▸ **ABOUT THIS TASK**
A set of records appears below. Print them all, word for word.

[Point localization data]
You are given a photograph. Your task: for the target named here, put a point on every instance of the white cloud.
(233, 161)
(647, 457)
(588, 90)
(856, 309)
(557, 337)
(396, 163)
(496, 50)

▸ **RESULT OF THE TASK**
You are given a photograph. Your task: for the target named here, put a point on every instance of the white cloud.
(233, 161)
(647, 457)
(588, 90)
(856, 309)
(557, 337)
(396, 163)
(496, 50)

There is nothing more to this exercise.